Data shown:
▬▬▬▬▬▬▬▬▬▬
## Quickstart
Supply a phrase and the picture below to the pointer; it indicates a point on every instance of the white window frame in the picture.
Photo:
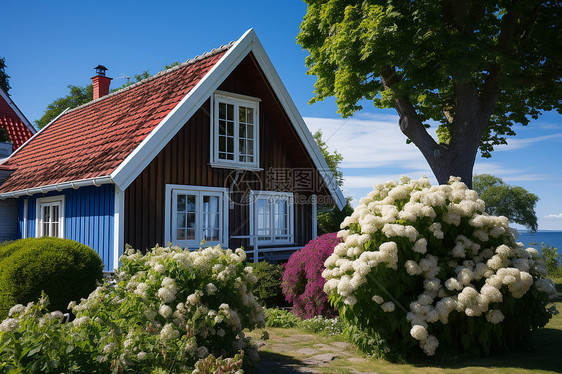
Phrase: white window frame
(172, 190)
(269, 195)
(236, 100)
(49, 201)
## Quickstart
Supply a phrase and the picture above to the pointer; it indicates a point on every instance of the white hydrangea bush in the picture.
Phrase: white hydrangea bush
(168, 310)
(424, 266)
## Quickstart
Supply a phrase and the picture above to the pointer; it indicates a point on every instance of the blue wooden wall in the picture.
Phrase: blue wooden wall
(88, 218)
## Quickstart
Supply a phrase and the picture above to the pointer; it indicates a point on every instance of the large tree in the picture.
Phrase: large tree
(515, 203)
(476, 68)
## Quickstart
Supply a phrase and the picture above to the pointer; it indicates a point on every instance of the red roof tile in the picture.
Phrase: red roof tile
(94, 139)
(11, 121)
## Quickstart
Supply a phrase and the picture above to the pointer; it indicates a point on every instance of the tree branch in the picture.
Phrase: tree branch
(409, 123)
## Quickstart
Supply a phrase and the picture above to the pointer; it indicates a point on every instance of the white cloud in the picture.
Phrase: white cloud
(367, 181)
(518, 143)
(368, 141)
(506, 173)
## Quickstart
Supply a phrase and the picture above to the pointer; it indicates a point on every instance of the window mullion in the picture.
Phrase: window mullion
(198, 224)
(272, 218)
(236, 133)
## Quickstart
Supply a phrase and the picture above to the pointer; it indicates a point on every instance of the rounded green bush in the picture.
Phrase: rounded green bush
(268, 287)
(66, 270)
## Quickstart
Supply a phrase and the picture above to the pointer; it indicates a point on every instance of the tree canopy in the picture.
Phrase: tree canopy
(475, 68)
(79, 95)
(4, 78)
(501, 199)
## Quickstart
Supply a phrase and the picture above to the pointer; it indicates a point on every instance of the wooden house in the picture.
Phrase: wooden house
(16, 130)
(212, 151)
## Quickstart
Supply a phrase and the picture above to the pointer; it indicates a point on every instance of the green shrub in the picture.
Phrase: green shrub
(323, 325)
(268, 287)
(551, 259)
(66, 270)
(422, 267)
(165, 312)
(280, 318)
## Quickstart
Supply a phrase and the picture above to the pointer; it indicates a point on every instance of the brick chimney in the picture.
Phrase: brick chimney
(100, 82)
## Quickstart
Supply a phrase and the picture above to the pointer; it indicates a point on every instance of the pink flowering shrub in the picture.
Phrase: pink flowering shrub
(303, 284)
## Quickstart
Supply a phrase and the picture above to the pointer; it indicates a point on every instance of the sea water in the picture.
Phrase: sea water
(534, 239)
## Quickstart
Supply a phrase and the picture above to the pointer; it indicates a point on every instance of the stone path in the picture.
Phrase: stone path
(286, 355)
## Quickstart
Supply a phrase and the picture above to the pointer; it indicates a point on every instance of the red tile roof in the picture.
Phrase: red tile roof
(11, 121)
(94, 139)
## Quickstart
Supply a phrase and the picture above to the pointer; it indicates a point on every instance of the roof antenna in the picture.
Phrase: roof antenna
(124, 76)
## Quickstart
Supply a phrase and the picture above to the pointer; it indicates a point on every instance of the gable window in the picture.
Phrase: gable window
(196, 214)
(50, 217)
(235, 131)
(272, 217)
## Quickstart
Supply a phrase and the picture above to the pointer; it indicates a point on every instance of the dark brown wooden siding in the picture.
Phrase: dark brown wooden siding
(185, 161)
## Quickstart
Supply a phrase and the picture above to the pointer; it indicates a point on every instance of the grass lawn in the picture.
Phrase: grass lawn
(295, 348)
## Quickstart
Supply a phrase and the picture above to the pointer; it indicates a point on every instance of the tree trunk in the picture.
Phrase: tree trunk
(472, 112)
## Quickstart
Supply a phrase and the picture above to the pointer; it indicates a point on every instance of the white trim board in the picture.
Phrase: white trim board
(39, 202)
(118, 227)
(15, 108)
(168, 201)
(149, 148)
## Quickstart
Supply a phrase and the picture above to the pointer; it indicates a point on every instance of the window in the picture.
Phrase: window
(50, 216)
(272, 217)
(235, 131)
(195, 214)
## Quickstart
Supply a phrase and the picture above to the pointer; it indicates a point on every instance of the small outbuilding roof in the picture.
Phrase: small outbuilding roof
(12, 119)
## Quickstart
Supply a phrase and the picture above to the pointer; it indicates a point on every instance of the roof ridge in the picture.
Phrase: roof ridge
(191, 61)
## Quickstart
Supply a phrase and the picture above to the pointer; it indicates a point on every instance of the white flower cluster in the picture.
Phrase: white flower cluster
(467, 277)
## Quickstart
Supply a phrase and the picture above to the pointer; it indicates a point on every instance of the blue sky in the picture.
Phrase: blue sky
(48, 45)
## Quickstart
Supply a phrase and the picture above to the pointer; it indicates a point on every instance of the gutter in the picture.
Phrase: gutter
(97, 181)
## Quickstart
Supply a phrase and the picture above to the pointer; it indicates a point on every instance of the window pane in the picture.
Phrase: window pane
(250, 132)
(180, 233)
(55, 212)
(230, 145)
(250, 115)
(191, 220)
(222, 128)
(190, 234)
(181, 203)
(242, 114)
(250, 147)
(47, 214)
(182, 221)
(242, 146)
(191, 203)
(210, 204)
(230, 112)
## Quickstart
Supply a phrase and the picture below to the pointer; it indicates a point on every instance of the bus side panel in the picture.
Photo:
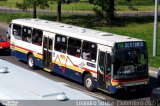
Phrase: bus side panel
(20, 55)
(69, 73)
(38, 62)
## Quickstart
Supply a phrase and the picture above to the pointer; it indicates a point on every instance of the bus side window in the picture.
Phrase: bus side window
(89, 51)
(60, 43)
(26, 34)
(16, 31)
(37, 37)
(74, 47)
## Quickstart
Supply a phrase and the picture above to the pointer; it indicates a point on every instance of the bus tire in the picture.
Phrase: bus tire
(88, 82)
(31, 63)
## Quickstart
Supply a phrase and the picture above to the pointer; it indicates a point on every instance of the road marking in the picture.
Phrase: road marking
(86, 92)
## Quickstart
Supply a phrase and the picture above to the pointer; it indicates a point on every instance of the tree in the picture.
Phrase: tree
(105, 9)
(59, 3)
(34, 4)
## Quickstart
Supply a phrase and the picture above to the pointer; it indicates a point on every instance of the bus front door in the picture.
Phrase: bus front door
(103, 75)
(47, 52)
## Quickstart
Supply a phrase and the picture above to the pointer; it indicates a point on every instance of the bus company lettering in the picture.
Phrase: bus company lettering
(133, 44)
(62, 57)
(81, 65)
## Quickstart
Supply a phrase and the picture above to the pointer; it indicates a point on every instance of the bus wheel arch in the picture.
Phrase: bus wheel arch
(88, 81)
(30, 61)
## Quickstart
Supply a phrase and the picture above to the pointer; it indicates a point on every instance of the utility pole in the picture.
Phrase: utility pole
(155, 29)
(59, 10)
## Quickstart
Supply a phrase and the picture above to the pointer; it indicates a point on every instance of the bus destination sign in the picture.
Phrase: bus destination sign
(127, 45)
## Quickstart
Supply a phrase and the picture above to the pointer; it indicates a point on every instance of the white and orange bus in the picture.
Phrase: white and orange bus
(97, 59)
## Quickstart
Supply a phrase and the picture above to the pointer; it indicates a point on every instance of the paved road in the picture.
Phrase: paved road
(119, 13)
(98, 94)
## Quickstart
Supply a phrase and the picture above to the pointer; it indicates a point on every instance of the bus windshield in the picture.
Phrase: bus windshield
(131, 63)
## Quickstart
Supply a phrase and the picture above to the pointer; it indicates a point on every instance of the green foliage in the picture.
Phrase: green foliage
(104, 9)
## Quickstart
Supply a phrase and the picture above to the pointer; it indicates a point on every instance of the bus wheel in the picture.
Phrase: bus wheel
(31, 62)
(88, 82)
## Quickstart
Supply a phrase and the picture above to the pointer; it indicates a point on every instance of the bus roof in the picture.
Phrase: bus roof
(74, 31)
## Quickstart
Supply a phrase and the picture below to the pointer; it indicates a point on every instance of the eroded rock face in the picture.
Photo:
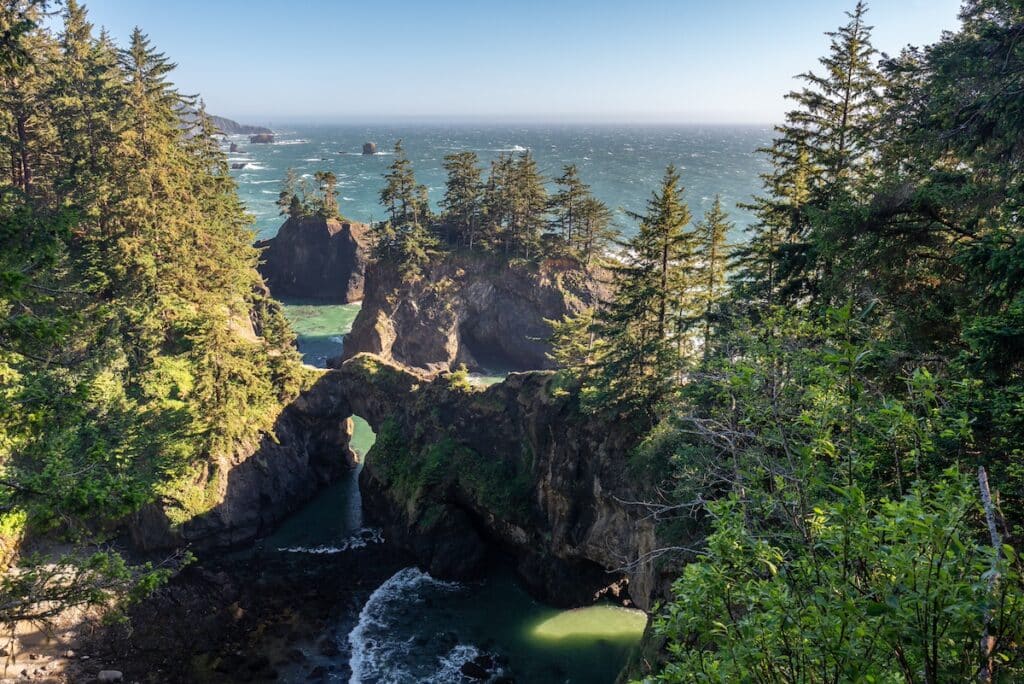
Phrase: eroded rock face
(262, 482)
(316, 258)
(457, 472)
(469, 308)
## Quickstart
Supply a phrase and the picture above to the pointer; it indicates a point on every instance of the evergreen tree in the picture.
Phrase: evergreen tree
(399, 195)
(822, 155)
(566, 205)
(463, 203)
(711, 258)
(641, 327)
(327, 194)
(527, 207)
(406, 237)
(596, 231)
(288, 196)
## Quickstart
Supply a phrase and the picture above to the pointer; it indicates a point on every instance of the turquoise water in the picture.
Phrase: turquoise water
(416, 629)
(320, 329)
(623, 164)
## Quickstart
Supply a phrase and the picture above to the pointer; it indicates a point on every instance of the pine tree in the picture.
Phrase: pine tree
(528, 204)
(406, 237)
(398, 195)
(642, 328)
(498, 204)
(711, 259)
(287, 197)
(327, 194)
(596, 231)
(822, 154)
(566, 205)
(463, 203)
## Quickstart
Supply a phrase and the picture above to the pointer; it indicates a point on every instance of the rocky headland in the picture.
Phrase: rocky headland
(470, 308)
(316, 258)
(230, 127)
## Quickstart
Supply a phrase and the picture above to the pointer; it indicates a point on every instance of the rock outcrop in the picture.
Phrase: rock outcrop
(316, 258)
(459, 472)
(229, 127)
(247, 494)
(469, 308)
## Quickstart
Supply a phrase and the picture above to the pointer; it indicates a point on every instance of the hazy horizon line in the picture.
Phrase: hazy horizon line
(388, 120)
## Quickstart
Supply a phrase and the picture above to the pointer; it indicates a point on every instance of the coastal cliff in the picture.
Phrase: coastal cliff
(236, 499)
(469, 308)
(316, 258)
(460, 472)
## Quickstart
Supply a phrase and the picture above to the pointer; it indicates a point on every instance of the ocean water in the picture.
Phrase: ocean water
(415, 628)
(622, 164)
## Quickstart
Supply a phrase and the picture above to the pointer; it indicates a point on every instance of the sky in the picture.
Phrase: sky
(514, 60)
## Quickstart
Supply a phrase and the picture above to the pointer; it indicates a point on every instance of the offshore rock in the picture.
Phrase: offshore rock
(316, 258)
(470, 308)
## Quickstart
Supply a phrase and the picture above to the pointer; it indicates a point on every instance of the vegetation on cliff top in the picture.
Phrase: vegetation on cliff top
(509, 214)
(136, 346)
(847, 416)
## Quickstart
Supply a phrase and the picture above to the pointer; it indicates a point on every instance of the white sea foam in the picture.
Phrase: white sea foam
(378, 655)
(359, 540)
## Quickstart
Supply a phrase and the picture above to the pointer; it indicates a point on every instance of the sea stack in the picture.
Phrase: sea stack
(316, 258)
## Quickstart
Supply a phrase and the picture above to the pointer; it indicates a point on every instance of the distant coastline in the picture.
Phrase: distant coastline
(230, 127)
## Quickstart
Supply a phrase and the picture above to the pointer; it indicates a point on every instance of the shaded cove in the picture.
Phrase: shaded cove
(340, 590)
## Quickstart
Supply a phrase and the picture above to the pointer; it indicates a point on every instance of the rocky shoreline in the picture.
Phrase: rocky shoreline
(470, 308)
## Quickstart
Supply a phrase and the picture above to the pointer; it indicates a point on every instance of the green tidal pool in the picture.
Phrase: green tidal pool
(320, 328)
(591, 624)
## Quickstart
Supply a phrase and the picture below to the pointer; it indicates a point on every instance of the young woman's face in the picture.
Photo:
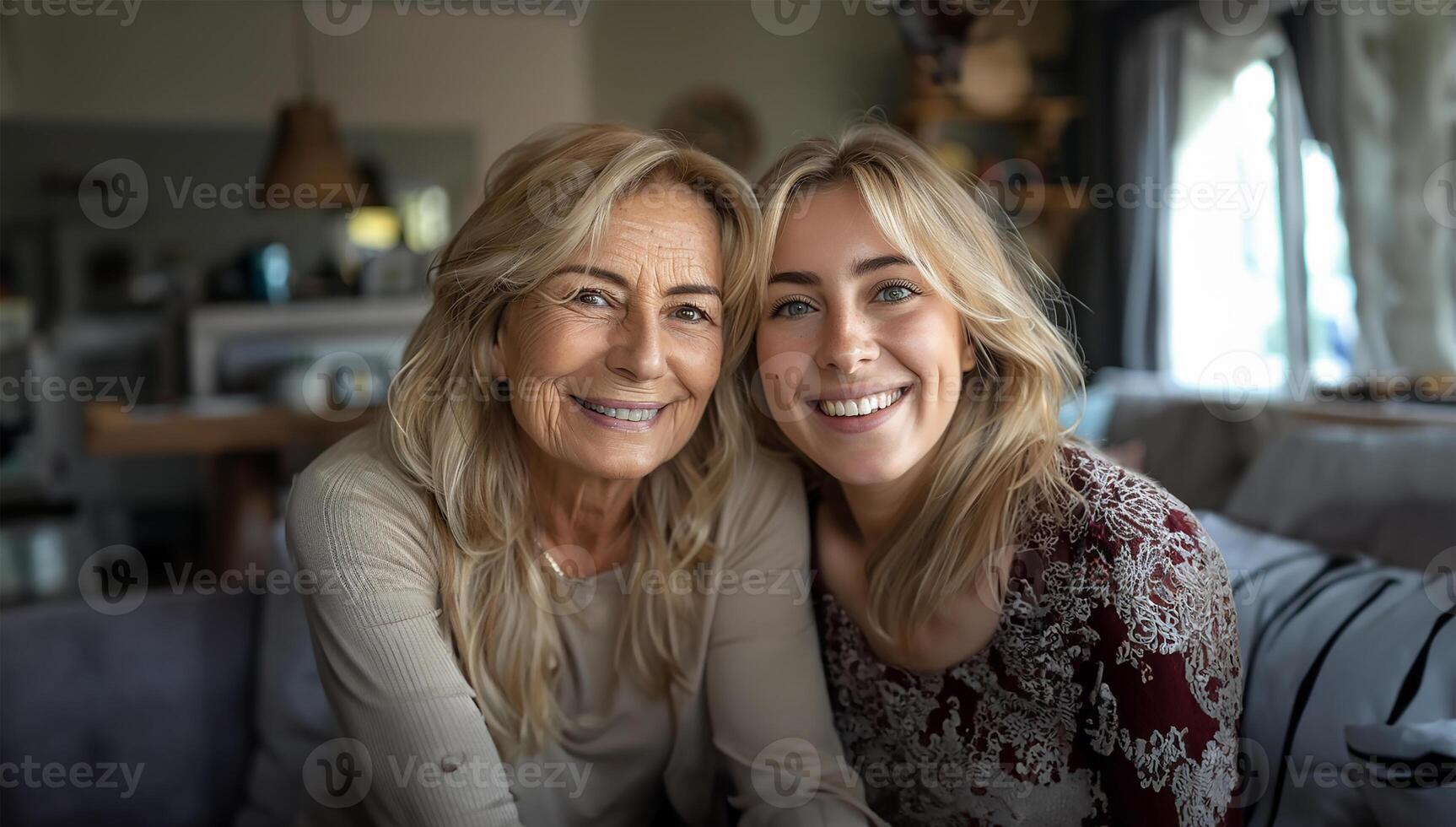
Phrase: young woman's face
(860, 361)
(613, 361)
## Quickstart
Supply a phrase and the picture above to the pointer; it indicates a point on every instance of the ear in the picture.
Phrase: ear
(497, 354)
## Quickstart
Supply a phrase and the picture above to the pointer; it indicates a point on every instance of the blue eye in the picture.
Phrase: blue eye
(792, 307)
(689, 313)
(894, 293)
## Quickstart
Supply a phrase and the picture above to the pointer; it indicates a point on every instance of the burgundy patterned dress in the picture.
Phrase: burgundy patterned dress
(1110, 694)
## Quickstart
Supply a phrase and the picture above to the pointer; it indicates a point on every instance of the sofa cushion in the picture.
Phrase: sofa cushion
(1388, 493)
(292, 716)
(1413, 770)
(1328, 641)
(160, 690)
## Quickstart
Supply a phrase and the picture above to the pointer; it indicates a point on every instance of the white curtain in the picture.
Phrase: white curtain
(1381, 90)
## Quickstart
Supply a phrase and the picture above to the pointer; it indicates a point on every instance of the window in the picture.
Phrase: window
(1259, 257)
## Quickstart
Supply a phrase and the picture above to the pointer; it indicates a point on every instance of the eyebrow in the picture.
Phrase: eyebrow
(860, 267)
(621, 281)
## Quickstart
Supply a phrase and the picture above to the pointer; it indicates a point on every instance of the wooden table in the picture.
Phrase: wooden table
(239, 440)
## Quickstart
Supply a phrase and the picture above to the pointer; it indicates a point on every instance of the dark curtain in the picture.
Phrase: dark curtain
(1119, 252)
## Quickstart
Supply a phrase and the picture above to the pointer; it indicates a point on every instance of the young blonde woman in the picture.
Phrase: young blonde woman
(569, 592)
(1015, 630)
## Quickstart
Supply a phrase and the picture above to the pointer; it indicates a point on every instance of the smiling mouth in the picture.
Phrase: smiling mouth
(623, 413)
(862, 405)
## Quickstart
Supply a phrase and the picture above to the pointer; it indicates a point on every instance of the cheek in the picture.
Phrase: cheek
(553, 343)
(698, 361)
(930, 344)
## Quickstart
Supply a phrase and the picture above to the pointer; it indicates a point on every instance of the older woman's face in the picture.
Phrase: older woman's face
(612, 363)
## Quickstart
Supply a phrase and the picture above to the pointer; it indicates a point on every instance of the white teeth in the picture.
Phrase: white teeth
(860, 407)
(627, 414)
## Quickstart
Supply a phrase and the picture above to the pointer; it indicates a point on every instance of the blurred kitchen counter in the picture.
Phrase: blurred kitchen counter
(208, 427)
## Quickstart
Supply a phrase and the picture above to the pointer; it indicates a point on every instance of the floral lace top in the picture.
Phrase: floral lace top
(1108, 695)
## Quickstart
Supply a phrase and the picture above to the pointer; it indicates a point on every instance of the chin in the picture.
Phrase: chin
(876, 469)
(622, 466)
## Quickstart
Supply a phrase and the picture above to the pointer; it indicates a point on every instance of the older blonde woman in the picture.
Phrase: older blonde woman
(1015, 630)
(571, 593)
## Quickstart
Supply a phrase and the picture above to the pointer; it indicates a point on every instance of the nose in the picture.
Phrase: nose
(846, 341)
(637, 349)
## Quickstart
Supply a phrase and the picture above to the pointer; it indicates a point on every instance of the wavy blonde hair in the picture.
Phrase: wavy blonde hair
(1000, 456)
(545, 201)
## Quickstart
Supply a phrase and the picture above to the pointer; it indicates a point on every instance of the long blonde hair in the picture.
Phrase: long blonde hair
(449, 431)
(1002, 451)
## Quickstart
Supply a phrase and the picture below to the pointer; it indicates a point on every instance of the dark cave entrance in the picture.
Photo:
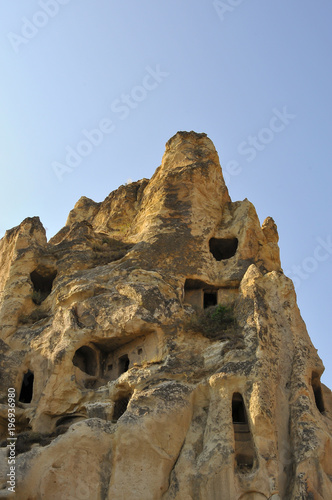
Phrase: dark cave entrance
(85, 359)
(223, 248)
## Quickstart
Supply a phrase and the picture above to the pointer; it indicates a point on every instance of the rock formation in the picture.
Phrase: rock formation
(157, 351)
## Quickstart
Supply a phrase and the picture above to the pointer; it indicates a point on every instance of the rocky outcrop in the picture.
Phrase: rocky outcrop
(157, 351)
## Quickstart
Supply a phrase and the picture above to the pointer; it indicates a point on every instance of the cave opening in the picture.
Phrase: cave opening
(123, 364)
(85, 359)
(210, 299)
(120, 406)
(239, 415)
(317, 389)
(223, 248)
(26, 392)
(42, 285)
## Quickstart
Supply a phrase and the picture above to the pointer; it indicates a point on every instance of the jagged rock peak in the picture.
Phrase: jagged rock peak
(157, 351)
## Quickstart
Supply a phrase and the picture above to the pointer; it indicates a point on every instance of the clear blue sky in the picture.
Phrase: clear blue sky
(153, 68)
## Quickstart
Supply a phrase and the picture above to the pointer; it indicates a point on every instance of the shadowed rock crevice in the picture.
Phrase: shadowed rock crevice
(156, 349)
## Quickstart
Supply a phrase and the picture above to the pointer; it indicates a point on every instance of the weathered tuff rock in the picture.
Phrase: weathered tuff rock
(131, 382)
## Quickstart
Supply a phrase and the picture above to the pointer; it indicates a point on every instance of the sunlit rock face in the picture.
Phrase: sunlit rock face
(157, 351)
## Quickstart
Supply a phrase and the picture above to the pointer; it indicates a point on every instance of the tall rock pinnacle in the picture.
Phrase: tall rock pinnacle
(154, 349)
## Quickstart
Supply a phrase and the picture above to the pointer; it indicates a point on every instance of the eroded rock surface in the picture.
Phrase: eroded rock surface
▬▬▬▬▬▬▬▬▬▬
Written problem:
Collect every line of the listing above that contains the string "teeth", and reproduce each of those lines in full.

Solution to this problem:
Supply a phrase and the picture above to the pointer; it indicates a point on every instance of the white teeth in the picture.
Phrase: white teeth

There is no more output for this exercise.